Stored data entries
********

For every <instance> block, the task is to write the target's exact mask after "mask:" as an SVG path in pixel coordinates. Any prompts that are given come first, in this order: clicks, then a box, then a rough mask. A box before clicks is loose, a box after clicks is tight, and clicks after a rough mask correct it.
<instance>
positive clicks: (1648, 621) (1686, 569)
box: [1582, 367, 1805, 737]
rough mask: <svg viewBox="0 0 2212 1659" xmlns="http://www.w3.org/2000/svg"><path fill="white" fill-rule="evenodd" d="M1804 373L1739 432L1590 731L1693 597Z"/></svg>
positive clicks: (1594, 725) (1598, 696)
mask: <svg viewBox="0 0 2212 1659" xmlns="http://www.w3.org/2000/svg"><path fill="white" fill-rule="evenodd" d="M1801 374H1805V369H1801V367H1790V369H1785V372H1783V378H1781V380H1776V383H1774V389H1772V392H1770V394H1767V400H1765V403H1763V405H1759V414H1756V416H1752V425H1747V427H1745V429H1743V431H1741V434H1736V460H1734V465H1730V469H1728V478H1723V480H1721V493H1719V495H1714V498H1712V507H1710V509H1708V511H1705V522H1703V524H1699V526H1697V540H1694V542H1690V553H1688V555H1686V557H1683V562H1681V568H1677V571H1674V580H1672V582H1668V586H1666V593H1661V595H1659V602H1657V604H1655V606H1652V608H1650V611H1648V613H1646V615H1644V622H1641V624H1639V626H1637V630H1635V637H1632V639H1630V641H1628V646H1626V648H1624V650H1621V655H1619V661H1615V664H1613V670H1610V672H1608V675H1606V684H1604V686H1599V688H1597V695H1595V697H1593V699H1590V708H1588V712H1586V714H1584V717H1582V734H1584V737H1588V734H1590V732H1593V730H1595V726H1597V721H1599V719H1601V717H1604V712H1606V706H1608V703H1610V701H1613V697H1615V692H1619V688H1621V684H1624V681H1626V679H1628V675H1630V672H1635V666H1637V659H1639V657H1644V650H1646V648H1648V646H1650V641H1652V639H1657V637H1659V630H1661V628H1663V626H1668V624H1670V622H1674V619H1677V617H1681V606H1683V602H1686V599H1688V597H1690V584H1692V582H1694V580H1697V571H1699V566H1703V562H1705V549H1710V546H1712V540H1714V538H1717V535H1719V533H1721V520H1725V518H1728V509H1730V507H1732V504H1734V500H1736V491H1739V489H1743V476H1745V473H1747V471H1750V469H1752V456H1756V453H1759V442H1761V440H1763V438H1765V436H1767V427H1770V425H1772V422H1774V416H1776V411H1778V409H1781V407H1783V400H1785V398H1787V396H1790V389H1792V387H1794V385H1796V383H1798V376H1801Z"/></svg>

********

**Work instructions:**
The answer must reproduce every record exactly.

**Answer box:**
For every <instance> block, the task is to write the target's exact mask after "mask:" as an SVG path in pixel coordinates. Any prompts that are given come first, in this order: clicks, then a box, then a rough mask. A box before clicks is loose, a box after clicks is tight, and clicks after a rough mask correct it.
<instance>
positive clicks: (1648, 621) (1686, 569)
box: [1582, 367, 1805, 737]
rough mask: <svg viewBox="0 0 2212 1659" xmlns="http://www.w3.org/2000/svg"><path fill="white" fill-rule="evenodd" d="M1804 373L1739 432L1590 731L1693 597Z"/></svg>
positive clicks: (1594, 725) (1598, 696)
mask: <svg viewBox="0 0 2212 1659" xmlns="http://www.w3.org/2000/svg"><path fill="white" fill-rule="evenodd" d="M1801 374H1805V369H1801V367H1790V369H1785V372H1783V378H1781V380H1776V383H1774V389H1772V392H1770V394H1767V400H1765V403H1763V405H1759V414H1756V416H1752V425H1747V427H1745V429H1743V431H1741V434H1736V460H1734V465H1730V469H1728V478H1723V480H1721V493H1719V495H1714V498H1712V507H1710V509H1708V511H1705V522H1703V524H1699V526H1697V540H1694V542H1690V553H1688V555H1686V557H1683V562H1681V568H1677V571H1674V580H1672V582H1668V586H1666V593H1661V595H1659V602H1657V604H1655V606H1652V608H1650V611H1648V613H1646V615H1644V622H1641V624H1639V626H1637V630H1635V637H1632V639H1630V641H1628V646H1626V648H1624V650H1621V655H1619V661H1615V664H1613V670H1610V672H1608V675H1606V684H1604V686H1599V688H1597V695H1595V697H1593V699H1590V708H1588V712H1586V714H1584V717H1582V734H1584V737H1588V734H1590V732H1593V730H1595V726H1597V721H1599V719H1601V717H1604V712H1606V706H1608V703H1610V701H1613V697H1615V692H1619V688H1621V684H1624V681H1626V679H1628V675H1630V672H1635V666H1637V659H1639V657H1644V650H1646V648H1648V646H1650V641H1652V639H1657V637H1659V630H1661V628H1663V626H1668V624H1670V622H1674V619H1677V617H1681V606H1683V602H1686V599H1688V597H1690V584H1692V582H1694V580H1697V571H1699V566H1703V562H1705V549H1710V546H1712V540H1714V538H1717V535H1719V533H1721V520H1725V518H1728V509H1730V507H1732V504H1734V500H1736V491H1739V489H1743V476H1745V473H1747V471H1750V469H1752V456H1756V453H1759V442H1761V440H1763V438H1765V436H1767V427H1770V425H1772V422H1774V416H1776V411H1778V409H1781V407H1783V400H1785V398H1787V396H1790V389H1792V387H1794V385H1796V383H1798V376H1801Z"/></svg>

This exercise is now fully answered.